Exercise instructions:
Repeat all of the records exactly, leaving out the pictures.

=-=-=

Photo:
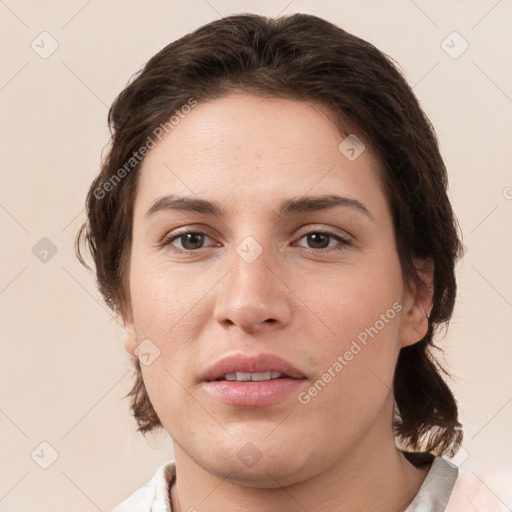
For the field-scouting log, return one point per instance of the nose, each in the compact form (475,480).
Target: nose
(253,296)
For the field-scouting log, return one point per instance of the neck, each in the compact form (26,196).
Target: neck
(372,476)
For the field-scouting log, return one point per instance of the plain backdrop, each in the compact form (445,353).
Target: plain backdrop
(63,367)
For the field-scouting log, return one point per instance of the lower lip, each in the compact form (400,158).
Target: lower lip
(253,393)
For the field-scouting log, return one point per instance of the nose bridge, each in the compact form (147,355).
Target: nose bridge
(251,294)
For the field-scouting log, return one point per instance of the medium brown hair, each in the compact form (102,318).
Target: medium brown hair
(306,58)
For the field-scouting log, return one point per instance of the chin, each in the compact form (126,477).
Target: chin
(262,463)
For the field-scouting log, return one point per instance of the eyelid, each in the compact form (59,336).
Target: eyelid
(344,239)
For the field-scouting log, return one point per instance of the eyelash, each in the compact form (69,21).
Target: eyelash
(344,241)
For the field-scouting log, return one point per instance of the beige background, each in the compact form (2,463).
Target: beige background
(63,366)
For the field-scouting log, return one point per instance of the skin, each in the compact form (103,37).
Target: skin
(336,452)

=-=-=

Solution to this exercise:
Photo:
For the field-scouting log, return one point per instance of the nose, each in the compact form (475,480).
Target: nose
(253,296)
For the field-scouting log, return one point per instance of the neck, each in the compact form (26,196).
Target: neck
(372,476)
For the field-scouting log, return one point per instance of the plain backdrop, each in the compact form (445,353).
Target: plain backdrop
(63,367)
For the field-scouting log, return one point per instance of the lower lip, each in the compact form (400,158).
Target: lower lip
(253,393)
For the field-scouting log, return one point per instance of the nose bridge, each in the compact form (147,355).
Target: nose bridge
(251,294)
For the field-scouting log, return one point per instance of the medium brown hair, each in the compact form (102,318).
Target: medium brown hair
(306,58)
For the field-scouting log, return one point per instance of the chin, each in the compact form (126,477).
Target: chin
(262,463)
For the field-scouting log, return one point per instance of the eyelid, each in the compact form (59,336).
Target: eyelid
(344,239)
For the field-scouting log, return one point per instance of the eyelash, each in the compact form (69,21).
Target: eyelash
(344,241)
For the field-scouting log, return one point per instance of the beige background, each in the compact form (2,463).
Target: beige background
(63,366)
For the field-scouting log, return one point per instance of the skin, each in the compact form (103,37).
Target: skin
(336,452)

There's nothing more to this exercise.